• _What is asked_: Can you repeat, character for character, the lines of the entries below from the line containing "trace the outline of every instance of the wet" to the line containing "169L409 181L376 240L380", including both of those lines?

• _The input_:
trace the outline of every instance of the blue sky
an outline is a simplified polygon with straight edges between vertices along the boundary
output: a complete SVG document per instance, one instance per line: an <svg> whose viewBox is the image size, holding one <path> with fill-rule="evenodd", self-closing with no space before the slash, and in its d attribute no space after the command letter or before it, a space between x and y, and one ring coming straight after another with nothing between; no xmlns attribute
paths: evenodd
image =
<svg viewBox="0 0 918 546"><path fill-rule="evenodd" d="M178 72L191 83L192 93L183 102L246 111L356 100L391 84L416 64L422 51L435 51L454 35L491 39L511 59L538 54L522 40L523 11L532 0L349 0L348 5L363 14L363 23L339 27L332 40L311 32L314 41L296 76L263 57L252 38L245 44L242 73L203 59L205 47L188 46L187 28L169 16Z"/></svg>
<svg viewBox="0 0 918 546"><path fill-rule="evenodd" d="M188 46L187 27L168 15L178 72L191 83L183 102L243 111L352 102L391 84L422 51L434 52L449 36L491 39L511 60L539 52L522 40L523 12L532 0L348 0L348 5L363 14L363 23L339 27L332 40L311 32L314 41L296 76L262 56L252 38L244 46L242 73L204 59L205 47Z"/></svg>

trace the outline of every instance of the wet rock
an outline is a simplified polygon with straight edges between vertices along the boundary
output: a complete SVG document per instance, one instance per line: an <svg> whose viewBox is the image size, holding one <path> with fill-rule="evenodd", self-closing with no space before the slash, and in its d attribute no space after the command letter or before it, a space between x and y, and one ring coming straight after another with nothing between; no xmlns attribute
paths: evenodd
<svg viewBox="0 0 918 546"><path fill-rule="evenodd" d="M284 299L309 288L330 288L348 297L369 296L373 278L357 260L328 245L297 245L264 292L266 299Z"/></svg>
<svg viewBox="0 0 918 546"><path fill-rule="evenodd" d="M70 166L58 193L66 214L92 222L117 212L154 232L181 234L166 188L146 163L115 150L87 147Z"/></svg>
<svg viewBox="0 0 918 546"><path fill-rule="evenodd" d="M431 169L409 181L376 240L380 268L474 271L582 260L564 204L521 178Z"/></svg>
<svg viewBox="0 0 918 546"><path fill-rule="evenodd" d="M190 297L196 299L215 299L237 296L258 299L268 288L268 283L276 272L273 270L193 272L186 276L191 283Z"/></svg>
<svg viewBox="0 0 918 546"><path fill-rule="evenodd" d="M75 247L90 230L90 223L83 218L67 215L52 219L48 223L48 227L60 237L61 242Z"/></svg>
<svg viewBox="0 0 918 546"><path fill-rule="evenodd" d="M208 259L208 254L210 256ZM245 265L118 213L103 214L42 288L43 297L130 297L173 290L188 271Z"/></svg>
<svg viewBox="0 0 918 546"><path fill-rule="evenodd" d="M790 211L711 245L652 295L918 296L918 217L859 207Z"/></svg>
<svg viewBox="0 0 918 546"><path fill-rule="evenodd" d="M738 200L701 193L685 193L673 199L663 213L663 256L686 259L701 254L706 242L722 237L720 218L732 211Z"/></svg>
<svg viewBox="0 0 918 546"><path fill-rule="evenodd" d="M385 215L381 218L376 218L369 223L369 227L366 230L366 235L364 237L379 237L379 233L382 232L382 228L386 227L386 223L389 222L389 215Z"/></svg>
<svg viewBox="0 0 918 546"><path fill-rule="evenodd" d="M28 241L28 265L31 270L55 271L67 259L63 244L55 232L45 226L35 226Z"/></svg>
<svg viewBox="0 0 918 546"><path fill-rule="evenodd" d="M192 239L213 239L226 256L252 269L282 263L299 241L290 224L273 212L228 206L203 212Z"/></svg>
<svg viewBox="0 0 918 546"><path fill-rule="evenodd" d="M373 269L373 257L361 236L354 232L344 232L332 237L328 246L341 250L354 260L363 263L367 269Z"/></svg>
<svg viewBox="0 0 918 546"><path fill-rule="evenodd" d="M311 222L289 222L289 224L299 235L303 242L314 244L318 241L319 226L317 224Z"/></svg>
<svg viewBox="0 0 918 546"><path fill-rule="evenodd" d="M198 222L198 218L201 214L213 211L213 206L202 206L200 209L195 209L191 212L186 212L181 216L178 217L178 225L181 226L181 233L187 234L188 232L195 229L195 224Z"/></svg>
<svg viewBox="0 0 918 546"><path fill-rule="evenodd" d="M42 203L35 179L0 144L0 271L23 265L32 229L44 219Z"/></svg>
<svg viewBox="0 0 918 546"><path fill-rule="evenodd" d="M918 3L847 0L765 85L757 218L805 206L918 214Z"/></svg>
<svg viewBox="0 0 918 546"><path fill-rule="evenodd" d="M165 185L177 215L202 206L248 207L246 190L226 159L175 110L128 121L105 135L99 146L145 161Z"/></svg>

• _Solved problem_:
trace the outline of every instance of the wet rock
an outline is a simplified polygon with straight edges between vertices along the boundary
output: a complete SVG document per instance, one instance per line: an <svg> whose viewBox is the image size, holding one <path> with fill-rule="evenodd", self-closing with no space before the slash, and in its d attribute no space after the command letter or before it, a space between x and y, and one ring coming straight after another with nothing between; no xmlns attribute
paths: evenodd
<svg viewBox="0 0 918 546"><path fill-rule="evenodd" d="M284 299L309 288L330 288L348 297L369 296L373 278L357 260L328 245L297 245L264 292L266 299Z"/></svg>
<svg viewBox="0 0 918 546"><path fill-rule="evenodd" d="M70 166L58 193L66 214L92 222L117 212L154 232L181 234L166 188L146 163L115 150L87 147Z"/></svg>
<svg viewBox="0 0 918 546"><path fill-rule="evenodd" d="M431 169L409 181L376 240L380 268L474 271L582 260L564 204L521 178Z"/></svg>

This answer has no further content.